Prompt: For the data below, please report each line where the word "cloud" is found.

[Data entries]
════
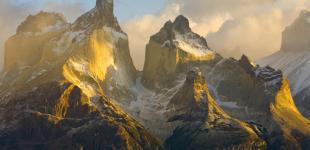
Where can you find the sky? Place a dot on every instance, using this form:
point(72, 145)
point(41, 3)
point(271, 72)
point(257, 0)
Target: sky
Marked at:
point(231, 27)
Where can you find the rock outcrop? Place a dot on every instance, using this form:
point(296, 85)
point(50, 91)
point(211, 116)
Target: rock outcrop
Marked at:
point(294, 60)
point(175, 48)
point(205, 125)
point(60, 116)
point(265, 96)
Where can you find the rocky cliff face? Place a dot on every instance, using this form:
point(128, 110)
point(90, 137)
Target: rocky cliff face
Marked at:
point(205, 125)
point(294, 60)
point(175, 48)
point(60, 116)
point(265, 98)
point(91, 53)
point(58, 88)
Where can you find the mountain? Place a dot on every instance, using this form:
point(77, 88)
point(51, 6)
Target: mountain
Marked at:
point(175, 48)
point(294, 60)
point(74, 52)
point(74, 86)
point(262, 96)
point(205, 125)
point(61, 82)
point(60, 116)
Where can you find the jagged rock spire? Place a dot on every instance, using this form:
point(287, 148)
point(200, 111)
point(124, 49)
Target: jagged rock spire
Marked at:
point(181, 24)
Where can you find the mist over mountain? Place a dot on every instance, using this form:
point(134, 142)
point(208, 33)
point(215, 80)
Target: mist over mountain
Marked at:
point(75, 86)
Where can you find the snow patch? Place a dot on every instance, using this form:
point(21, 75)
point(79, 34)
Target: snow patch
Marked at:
point(192, 45)
point(308, 19)
point(116, 36)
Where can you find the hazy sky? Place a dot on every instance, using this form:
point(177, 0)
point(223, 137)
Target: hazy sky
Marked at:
point(232, 27)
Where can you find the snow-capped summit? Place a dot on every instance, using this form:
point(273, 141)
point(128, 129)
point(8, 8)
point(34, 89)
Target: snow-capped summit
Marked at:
point(179, 34)
point(204, 121)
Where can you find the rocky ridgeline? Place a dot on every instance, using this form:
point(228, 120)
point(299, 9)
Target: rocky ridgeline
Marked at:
point(58, 82)
point(175, 49)
point(205, 125)
point(74, 92)
point(263, 96)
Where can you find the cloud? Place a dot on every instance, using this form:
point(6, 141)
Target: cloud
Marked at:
point(252, 27)
point(12, 13)
point(140, 29)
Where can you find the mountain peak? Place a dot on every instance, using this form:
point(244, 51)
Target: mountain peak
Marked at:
point(102, 15)
point(105, 4)
point(296, 36)
point(181, 24)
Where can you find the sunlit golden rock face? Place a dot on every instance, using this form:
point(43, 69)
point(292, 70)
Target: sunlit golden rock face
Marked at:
point(174, 49)
point(294, 59)
point(60, 116)
point(26, 47)
point(264, 97)
point(205, 125)
point(92, 53)
point(296, 36)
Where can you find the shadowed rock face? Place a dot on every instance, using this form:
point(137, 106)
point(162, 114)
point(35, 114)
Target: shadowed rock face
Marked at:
point(205, 125)
point(296, 36)
point(294, 60)
point(60, 116)
point(175, 49)
point(92, 53)
point(265, 96)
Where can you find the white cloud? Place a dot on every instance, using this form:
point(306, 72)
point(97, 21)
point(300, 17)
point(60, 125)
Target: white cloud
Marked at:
point(140, 29)
point(253, 27)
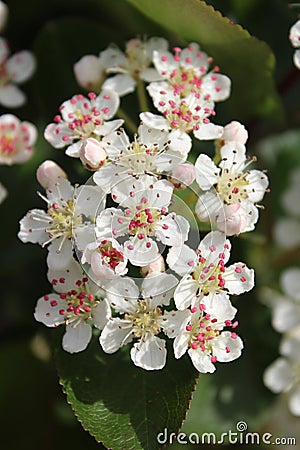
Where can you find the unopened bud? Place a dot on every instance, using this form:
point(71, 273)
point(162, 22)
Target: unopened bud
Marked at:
point(182, 175)
point(48, 173)
point(157, 266)
point(235, 132)
point(92, 154)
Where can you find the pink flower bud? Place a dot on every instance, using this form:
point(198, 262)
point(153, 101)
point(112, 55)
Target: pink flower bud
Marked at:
point(233, 219)
point(92, 154)
point(182, 175)
point(235, 132)
point(48, 172)
point(157, 266)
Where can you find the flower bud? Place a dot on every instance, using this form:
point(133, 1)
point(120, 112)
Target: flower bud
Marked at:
point(48, 172)
point(235, 132)
point(233, 219)
point(92, 154)
point(182, 175)
point(157, 266)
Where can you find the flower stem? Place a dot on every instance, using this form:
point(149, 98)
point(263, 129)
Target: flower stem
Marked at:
point(142, 96)
point(128, 122)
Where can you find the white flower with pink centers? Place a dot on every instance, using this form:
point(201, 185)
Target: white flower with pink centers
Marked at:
point(187, 71)
point(16, 140)
point(132, 65)
point(3, 193)
point(14, 70)
point(182, 115)
point(142, 319)
point(295, 41)
point(204, 273)
point(77, 302)
point(82, 118)
point(200, 332)
point(152, 152)
point(142, 216)
point(106, 258)
point(67, 214)
point(229, 184)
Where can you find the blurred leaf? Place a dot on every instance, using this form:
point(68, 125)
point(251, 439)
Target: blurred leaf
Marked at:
point(58, 46)
point(121, 405)
point(248, 61)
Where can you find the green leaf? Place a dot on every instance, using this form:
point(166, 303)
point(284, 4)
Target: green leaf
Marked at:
point(121, 405)
point(248, 61)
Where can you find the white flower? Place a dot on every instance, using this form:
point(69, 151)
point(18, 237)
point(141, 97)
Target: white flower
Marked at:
point(200, 332)
point(187, 72)
point(131, 65)
point(152, 152)
point(182, 115)
point(15, 70)
point(286, 307)
point(204, 273)
point(295, 41)
point(16, 139)
point(143, 218)
point(82, 118)
point(142, 320)
point(106, 258)
point(182, 175)
point(65, 218)
point(77, 302)
point(92, 155)
point(228, 184)
point(3, 193)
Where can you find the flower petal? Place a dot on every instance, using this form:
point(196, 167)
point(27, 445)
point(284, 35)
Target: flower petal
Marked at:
point(115, 334)
point(185, 292)
point(150, 354)
point(77, 337)
point(181, 259)
point(207, 173)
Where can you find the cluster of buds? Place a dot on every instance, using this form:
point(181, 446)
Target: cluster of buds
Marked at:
point(120, 256)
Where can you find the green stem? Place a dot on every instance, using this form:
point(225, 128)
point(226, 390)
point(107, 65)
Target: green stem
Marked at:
point(142, 96)
point(128, 122)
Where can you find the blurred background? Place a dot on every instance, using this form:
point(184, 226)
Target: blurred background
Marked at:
point(33, 410)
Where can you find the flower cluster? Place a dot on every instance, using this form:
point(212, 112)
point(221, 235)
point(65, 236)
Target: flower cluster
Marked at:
point(295, 41)
point(283, 374)
point(120, 255)
point(16, 137)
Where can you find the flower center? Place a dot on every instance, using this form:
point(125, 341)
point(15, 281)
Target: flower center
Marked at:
point(8, 145)
point(110, 255)
point(209, 275)
point(79, 301)
point(232, 187)
point(143, 222)
point(145, 319)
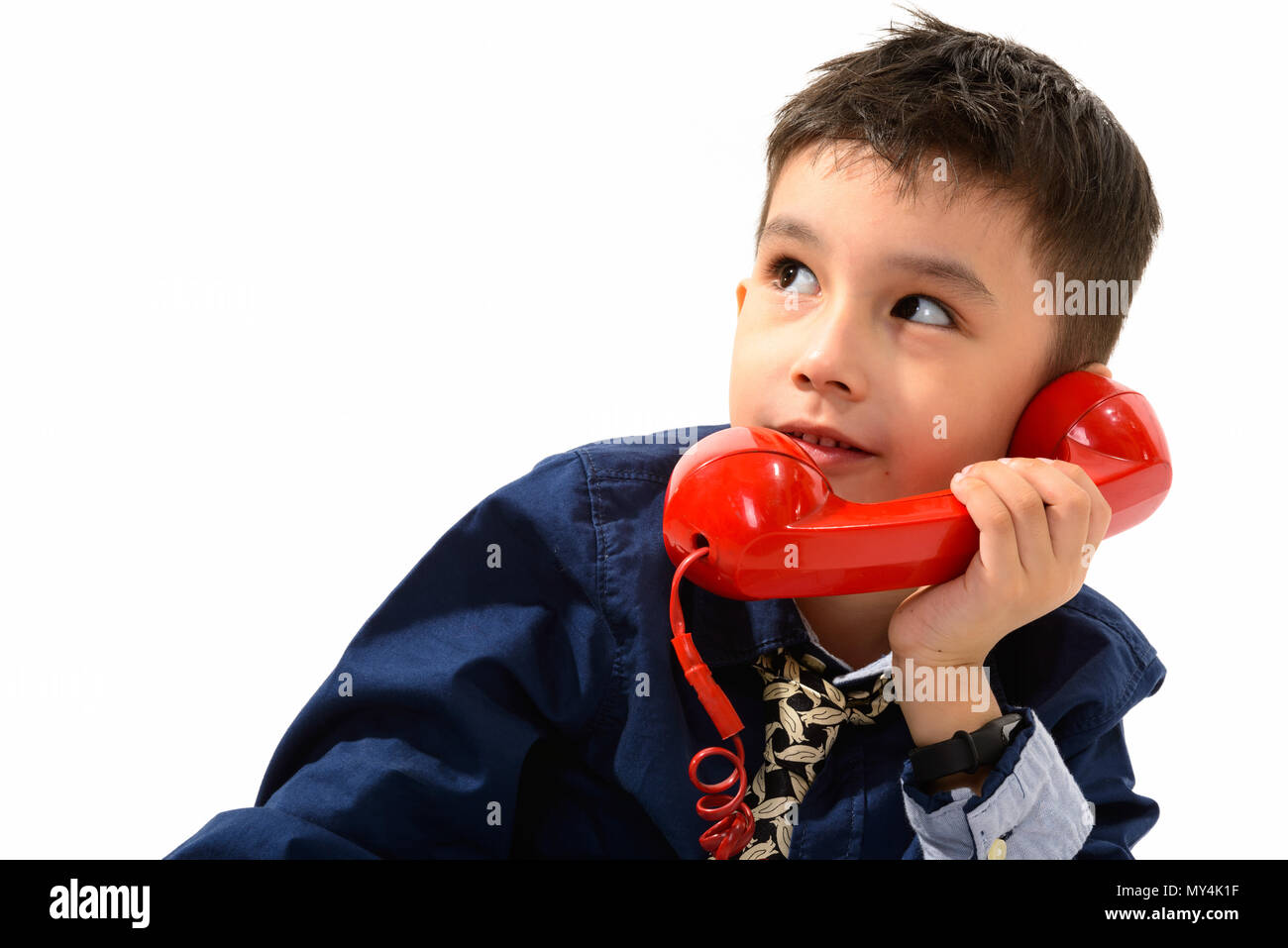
════
Task result:
Where can you find the cloud? Place a dot on every instance, using this form:
Target: cloud
Where can you find the white cloud? Place a dot on every instance, using this form:
Target: white cloud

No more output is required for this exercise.